### Directions
Copy every one of the records below word for word, leaving out the pictures.

* begin Provided records *

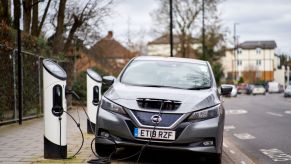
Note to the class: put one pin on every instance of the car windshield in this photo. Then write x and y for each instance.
(181, 75)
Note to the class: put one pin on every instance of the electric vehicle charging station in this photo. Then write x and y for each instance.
(94, 83)
(55, 120)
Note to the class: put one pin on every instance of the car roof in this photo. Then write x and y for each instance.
(160, 58)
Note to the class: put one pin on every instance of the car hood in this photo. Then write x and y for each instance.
(192, 100)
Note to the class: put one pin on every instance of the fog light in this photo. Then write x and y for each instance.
(105, 134)
(208, 143)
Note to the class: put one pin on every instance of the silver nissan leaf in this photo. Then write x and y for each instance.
(173, 103)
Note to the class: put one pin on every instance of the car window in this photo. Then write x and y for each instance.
(167, 74)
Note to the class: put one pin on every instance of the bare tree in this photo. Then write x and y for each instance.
(58, 37)
(27, 15)
(84, 23)
(38, 30)
(16, 13)
(186, 16)
(4, 11)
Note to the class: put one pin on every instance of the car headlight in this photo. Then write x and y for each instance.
(205, 114)
(111, 106)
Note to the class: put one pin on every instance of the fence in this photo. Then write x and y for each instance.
(31, 82)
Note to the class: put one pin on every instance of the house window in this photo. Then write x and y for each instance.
(239, 51)
(239, 62)
(258, 50)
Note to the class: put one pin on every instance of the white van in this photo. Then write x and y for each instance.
(274, 87)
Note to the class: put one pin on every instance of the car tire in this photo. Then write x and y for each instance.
(216, 158)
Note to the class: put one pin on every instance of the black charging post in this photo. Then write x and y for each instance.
(55, 121)
(94, 83)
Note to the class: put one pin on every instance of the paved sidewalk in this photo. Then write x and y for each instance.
(24, 143)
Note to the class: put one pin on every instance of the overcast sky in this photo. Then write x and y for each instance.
(257, 20)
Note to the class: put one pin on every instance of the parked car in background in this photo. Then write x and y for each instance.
(249, 89)
(259, 90)
(287, 92)
(233, 91)
(274, 87)
(241, 88)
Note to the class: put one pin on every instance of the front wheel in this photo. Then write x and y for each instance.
(216, 158)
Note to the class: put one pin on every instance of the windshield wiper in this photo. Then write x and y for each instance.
(160, 86)
(199, 88)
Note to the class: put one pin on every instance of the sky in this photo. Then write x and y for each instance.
(256, 20)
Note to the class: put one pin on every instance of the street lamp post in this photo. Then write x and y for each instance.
(234, 50)
(19, 67)
(203, 30)
(171, 28)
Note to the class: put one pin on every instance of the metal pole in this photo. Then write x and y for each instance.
(288, 71)
(234, 50)
(14, 85)
(39, 87)
(264, 63)
(171, 28)
(203, 30)
(19, 71)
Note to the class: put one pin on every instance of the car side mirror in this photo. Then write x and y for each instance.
(225, 90)
(108, 80)
(95, 100)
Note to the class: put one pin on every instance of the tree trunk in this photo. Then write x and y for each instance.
(34, 24)
(43, 18)
(26, 16)
(4, 11)
(17, 13)
(58, 38)
(70, 38)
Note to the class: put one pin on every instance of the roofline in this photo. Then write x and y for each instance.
(178, 59)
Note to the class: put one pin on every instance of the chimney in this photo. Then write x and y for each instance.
(110, 35)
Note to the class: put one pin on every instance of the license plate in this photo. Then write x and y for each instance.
(157, 134)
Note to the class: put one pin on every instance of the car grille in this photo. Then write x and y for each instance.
(146, 103)
(144, 118)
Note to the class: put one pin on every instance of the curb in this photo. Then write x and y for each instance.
(234, 153)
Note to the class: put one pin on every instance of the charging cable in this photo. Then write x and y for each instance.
(156, 124)
(106, 160)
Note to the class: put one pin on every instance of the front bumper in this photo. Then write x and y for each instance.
(189, 135)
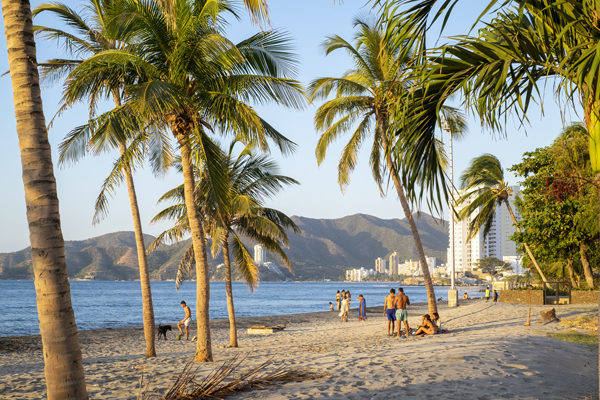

* end Provided records *

### Expected answer
Note to the class: put one pin on every instance of the car windshield in this photo. Then write x and y for each instance.
(181, 75)
Note to the class: put one pin on every instance of the electric vehicle charging station in this photo. Then write x and y for each instance.
(94, 83)
(55, 120)
Note to the class: put one pin on every instance of the car roof in this photo. Then write x and y for each instance.
(160, 58)
Note to the class: put one pin on every instance of the car hood in this photo. Then write x and y for each instance.
(192, 100)
Note to the class: put one pin on every instance of the fog light in this photo. Then write x and y for each instance.
(105, 134)
(208, 143)
Note to the class: put one pin on every instance of the silver nissan leaf in this photo. Then write x and y for each instance.
(173, 103)
Note to the class: put one pin on every instance of the car window in this photo. Then write x and y for each instance.
(167, 74)
Note to the class: put one pin on every instance of the bare tree in this photo. Then write x and y for each instance.
(58, 37)
(27, 15)
(84, 23)
(38, 30)
(16, 13)
(186, 16)
(4, 11)
Note to the class: put one pin on every instance of the car headlight in this photo. Then write x and y for each instance.
(205, 114)
(111, 106)
Note to the class: put one pin on every instance of the fence in this photo. Then write x and y for each instance.
(31, 82)
Note to the class: put one pin on every instance of the house window in this photo. Then write x and y for each instance.
(239, 51)
(239, 62)
(258, 50)
Note to the class: put one pin on every instance of the white van in this photo. Then write x and y for each instance.
(274, 87)
Note to the class: put one pin on every instance of the car tire in this photo. Then write x and y for each instance.
(216, 158)
Note to the class: put one pin on every instance of the black charging post in this photo. Then write x and y for each instance.
(55, 121)
(94, 83)
Note to the class: put one pin on every instance of the paved sidewalk in this photo. Then write x and y for each instance.
(24, 143)
Note to the class: put one pin on every instance of the overcast sky in this photo. Then write x and y for each instance.
(257, 20)
Note to the class: put one pin on every instance of the parked car in background in this photo. Then write x and y for each instance.
(249, 89)
(259, 90)
(287, 92)
(233, 91)
(274, 87)
(241, 88)
Note to the class: put one pin on every instance of the front wheel in this photo. Then write x and y for each instance.
(216, 158)
Note to the class: put one pin on every instance of the windshield wiper in this photo. Then write x and y for each instance.
(160, 86)
(199, 88)
Note to the class: put one pin on every instance of the sky in this photo. Then write x and y for each instance.
(256, 20)
Note to the class: put one pin on every instance of the street lamp post in this photo. Then write x and y for each instance.
(234, 50)
(19, 67)
(203, 30)
(171, 28)
Note to the class: put one pin on every instance of the metal pole in this photo. Then write x and y for each instance.
(288, 71)
(234, 50)
(14, 85)
(39, 87)
(264, 63)
(171, 28)
(203, 30)
(19, 71)
Note to the class: put one pin on every instance of the car side mirror in this photo. Then write x and y for each instance.
(225, 90)
(108, 80)
(95, 100)
Note to the class: put one pin on every instance of the tree trunk in this photo. Then write x and y for each instance.
(34, 24)
(43, 18)
(26, 16)
(4, 11)
(17, 13)
(58, 38)
(70, 38)
Note to the class: put one pin on every instance of the roofline in this photo. Then write x and y for each instance.
(178, 59)
Note to the class: put one pin on every instance of the chimney in this photo. Then write x and y for each instance.
(110, 35)
Note to the class: put one pin on every instance of the license plate in this photo. Then write x and y for each instance.
(157, 134)
Note to the class: put one pin on every instance of the car grille in this photo. Then write x and y for each instance.
(146, 103)
(144, 118)
Note to the class: put one pin on every instance of the curb in this photo. Then write x and y for each instance.
(234, 153)
Note to the class: put one pin on every instance of the charging cable in this photo. Then write x and y for each instance.
(156, 124)
(106, 160)
Note to the class: put one pin on every instance of the front bumper in this photo. Then write x and y for each instance.
(189, 135)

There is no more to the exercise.